Natural-language object grounding data:
*** Block opens ***
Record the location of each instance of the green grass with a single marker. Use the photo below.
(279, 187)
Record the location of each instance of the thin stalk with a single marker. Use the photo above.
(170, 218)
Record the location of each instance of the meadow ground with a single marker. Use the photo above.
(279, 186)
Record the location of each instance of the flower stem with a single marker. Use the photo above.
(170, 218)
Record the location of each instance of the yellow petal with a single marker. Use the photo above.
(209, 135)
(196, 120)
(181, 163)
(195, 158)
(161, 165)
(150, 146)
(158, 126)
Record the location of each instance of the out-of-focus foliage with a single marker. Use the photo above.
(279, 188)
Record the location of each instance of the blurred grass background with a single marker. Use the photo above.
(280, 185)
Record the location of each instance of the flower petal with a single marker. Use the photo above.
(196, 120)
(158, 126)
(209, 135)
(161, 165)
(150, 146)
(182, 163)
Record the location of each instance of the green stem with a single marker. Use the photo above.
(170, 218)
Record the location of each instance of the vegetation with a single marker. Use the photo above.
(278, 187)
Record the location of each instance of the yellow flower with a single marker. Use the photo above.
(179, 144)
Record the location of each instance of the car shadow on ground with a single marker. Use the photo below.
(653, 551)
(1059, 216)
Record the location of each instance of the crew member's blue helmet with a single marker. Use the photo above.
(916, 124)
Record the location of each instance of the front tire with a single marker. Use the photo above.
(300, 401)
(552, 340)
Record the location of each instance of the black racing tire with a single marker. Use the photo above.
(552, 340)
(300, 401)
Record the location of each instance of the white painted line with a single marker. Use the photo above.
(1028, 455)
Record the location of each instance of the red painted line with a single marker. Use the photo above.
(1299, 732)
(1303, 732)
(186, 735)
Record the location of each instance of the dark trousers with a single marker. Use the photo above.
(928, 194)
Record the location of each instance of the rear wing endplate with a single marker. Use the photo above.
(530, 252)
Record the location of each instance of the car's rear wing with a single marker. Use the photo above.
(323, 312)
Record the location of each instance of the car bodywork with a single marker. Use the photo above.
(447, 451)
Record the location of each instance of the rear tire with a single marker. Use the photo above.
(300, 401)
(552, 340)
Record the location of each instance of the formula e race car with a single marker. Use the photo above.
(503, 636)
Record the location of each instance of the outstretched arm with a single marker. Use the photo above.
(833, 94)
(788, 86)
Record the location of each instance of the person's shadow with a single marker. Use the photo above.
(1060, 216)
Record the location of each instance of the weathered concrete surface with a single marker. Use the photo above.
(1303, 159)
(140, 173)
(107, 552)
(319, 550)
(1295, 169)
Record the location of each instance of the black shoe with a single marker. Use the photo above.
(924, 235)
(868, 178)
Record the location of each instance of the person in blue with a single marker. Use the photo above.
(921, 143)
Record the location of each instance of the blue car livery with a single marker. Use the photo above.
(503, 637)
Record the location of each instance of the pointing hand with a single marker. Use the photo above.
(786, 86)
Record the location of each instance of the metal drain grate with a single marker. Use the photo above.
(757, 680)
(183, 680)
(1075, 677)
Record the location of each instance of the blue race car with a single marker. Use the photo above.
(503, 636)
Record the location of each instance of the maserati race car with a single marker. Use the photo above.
*** Block closes ***
**Work task:** Output the data above without altering a line.

**Task solution:**
Record the location of each instance of the green grass with a single marker. Use the photo below.
(279, 187)
Record the location of each instance of the thin stalk with a single marker. Use the photo above.
(170, 218)
Record the location of each instance of the meadow ground with a single marker. Use the photo above.
(279, 186)
Record the location of each instance of the flower stem with a single marker. Use the photo above.
(170, 218)
Record the location of each instance of the yellow petal with a single marker. Use the photo above.
(209, 135)
(196, 120)
(181, 163)
(195, 158)
(161, 165)
(150, 146)
(158, 126)
Record the location of each instance of the out-of-focus foliage with a single marker. Use the photo above.
(279, 188)
Record the location of each instance of the blurred grass background with a single marker. Use the photo above.
(280, 185)
Record the location of each instance of the flower petal with a single marker. Use the photo above.
(196, 120)
(158, 126)
(209, 135)
(161, 165)
(150, 146)
(182, 163)
Record the location of each instance of the green stem with a single marker. Use the photo above.
(170, 218)
Record the location of each instance of the vegetation with a single marker. Use the photo above.
(278, 187)
Record the location of each instance of the yellow flower with a single marker. Use the photo above.
(179, 144)
Record the location of each instance of the car shadow on ground with a single marker. Use the photo below.
(653, 551)
(1059, 216)
Record the location of each instance of the crew member's blue helmet with a single marker. Use the photo above.
(916, 124)
Record the location of each instance of the front tire with a single marker. Use the photo above.
(300, 401)
(552, 340)
Record the location of each instance of the black racing tire with a single marker. Use the photo above.
(552, 340)
(300, 401)
Record the location of each instance of the white painted line with a single marker. Use the photo above.
(1028, 455)
Record the location of each instance of the red painted line with a single marker. Use the photo above.
(1299, 732)
(1303, 732)
(186, 735)
Record the location of each instance of the dark trousers with a single marker. Use the photo above.
(928, 194)
Record the location of each instance of the rear wing endplate with a single marker. Use the photo above.
(530, 252)
Record the location of each instance of the car's rear wing with a single marker. Use the photo above.
(323, 312)
Record the location of each instance of the car bodywork with a single marker. Use the photo above.
(447, 451)
Record the location of each instance of the rear tire with a single marker. Use the photo above.
(300, 401)
(552, 340)
Record the location of each instance of the formula e race car with a single marker. Use the photo above.
(503, 636)
Record the location of each instance of the outstretched arm with a single marker. Use the photo above.
(833, 94)
(788, 86)
Record the location of each instance of the person's shadow with a single marker. Use the photo above.
(1060, 216)
Record the location of each instance of the weathered concrete surface with a single marker. Use the photo above.
(1303, 159)
(140, 173)
(107, 552)
(319, 550)
(1295, 169)
Record the location of each instance of the black shoe with a single marker. Use the photo above.
(924, 235)
(868, 178)
Record the location of each instance of the person in blue with a single marker. Use the photo above.
(921, 143)
Record the location of each instance of the blue car livery with a single marker. Use the photo above.
(503, 637)
Record the location of each instance of the pointing hand with a single marker. Use the photo above.
(786, 86)
Record the location of each instance of the metal drain grate with a single marker. Use the photo above.
(757, 680)
(183, 680)
(1075, 677)
Record the location of each instance of the blue race car with a single marker. Use the photo above.
(503, 636)
Record the location of each instance of the maserati race car with a single marker. Use the photo above.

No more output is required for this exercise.